- [Extract provided]
....
The Guidance also appears to be part of this movement. Historically, Chinese authorities have prosecuted the bribe recipient, not the briber giver.75 However, the Guidance’s clear focus, as stated in its introduction and apparent throughout, is on the bribe giver.76 The Guidance, therefore, seems to mark a broadening shift in how China intends to enforce its anti-bribery legislation, at least in the criminal context.
The Chinese government also seems to be taking action on the cultural side. For instance, in February 2013, the Chinese government banned the airing of advertisements suggesting gift-giving before the lunar new year.77 The rationale is that encouraging people give expensive gifts to bosses sends the wrong message to a society that is battling widespread corruption.78 The Chinese jewelry industry estimates that one-third of all luxury goods in China are purchased as gifts, and one-tenth of them are used as bribes.79
Critics point out that the government’s efforts so far have focused primarily on cases that are high-profile because of their scandalous and salacious nature, but in fact primarily involve low- to middle-level officials.80 It seems they are catching more “flies,” albeit flashy ones, than they are “tigers,” which may indicate a form over substance approach to enforcement, and that the current efforts are really more for show.
....
- [Data provided]
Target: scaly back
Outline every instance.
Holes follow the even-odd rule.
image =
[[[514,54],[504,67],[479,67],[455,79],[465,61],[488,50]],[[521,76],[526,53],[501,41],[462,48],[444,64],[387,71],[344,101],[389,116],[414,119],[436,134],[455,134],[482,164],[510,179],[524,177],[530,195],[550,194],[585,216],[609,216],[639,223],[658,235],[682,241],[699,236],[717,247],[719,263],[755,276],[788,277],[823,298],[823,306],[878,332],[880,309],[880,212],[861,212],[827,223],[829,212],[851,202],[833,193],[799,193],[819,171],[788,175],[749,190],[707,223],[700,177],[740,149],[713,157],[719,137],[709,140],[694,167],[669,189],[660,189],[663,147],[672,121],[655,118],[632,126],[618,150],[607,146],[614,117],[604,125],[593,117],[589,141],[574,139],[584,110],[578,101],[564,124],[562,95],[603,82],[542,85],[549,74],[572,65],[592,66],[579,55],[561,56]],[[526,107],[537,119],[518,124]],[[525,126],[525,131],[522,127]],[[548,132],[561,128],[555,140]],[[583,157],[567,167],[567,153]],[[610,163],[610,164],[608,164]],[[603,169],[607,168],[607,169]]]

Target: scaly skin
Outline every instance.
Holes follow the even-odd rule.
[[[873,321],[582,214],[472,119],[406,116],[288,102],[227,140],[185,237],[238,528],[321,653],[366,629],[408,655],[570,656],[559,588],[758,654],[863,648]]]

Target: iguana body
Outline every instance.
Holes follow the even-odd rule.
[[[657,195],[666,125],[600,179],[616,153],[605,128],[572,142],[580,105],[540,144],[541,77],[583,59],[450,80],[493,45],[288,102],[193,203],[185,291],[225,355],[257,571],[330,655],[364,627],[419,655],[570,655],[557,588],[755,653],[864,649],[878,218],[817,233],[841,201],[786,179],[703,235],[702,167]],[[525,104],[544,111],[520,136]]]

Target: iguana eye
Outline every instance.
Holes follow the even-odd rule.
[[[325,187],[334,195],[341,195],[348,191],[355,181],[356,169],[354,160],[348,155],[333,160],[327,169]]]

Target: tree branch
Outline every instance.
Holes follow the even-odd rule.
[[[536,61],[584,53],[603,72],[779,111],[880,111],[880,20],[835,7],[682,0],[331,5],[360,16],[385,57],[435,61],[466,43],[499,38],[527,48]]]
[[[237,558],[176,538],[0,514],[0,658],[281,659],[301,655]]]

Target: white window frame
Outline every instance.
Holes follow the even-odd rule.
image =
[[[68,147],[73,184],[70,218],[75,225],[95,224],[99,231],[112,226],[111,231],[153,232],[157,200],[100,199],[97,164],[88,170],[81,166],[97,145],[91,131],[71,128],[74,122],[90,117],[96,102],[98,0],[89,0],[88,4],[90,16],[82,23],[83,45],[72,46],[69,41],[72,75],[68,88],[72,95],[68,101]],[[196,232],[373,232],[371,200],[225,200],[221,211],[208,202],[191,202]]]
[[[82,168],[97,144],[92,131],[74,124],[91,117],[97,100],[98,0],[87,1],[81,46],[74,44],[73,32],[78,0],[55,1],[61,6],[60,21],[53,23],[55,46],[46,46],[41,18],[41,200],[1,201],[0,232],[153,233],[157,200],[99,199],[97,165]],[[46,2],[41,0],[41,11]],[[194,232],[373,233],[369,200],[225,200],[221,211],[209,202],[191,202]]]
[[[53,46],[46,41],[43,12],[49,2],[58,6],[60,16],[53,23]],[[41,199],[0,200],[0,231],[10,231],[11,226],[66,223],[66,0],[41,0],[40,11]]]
....
- [What the task asks]
List every footnote number that appears in the excerpt on China's anti-bribery efforts.

- [Result of the task]
75, 76, 77, 78, 79, 80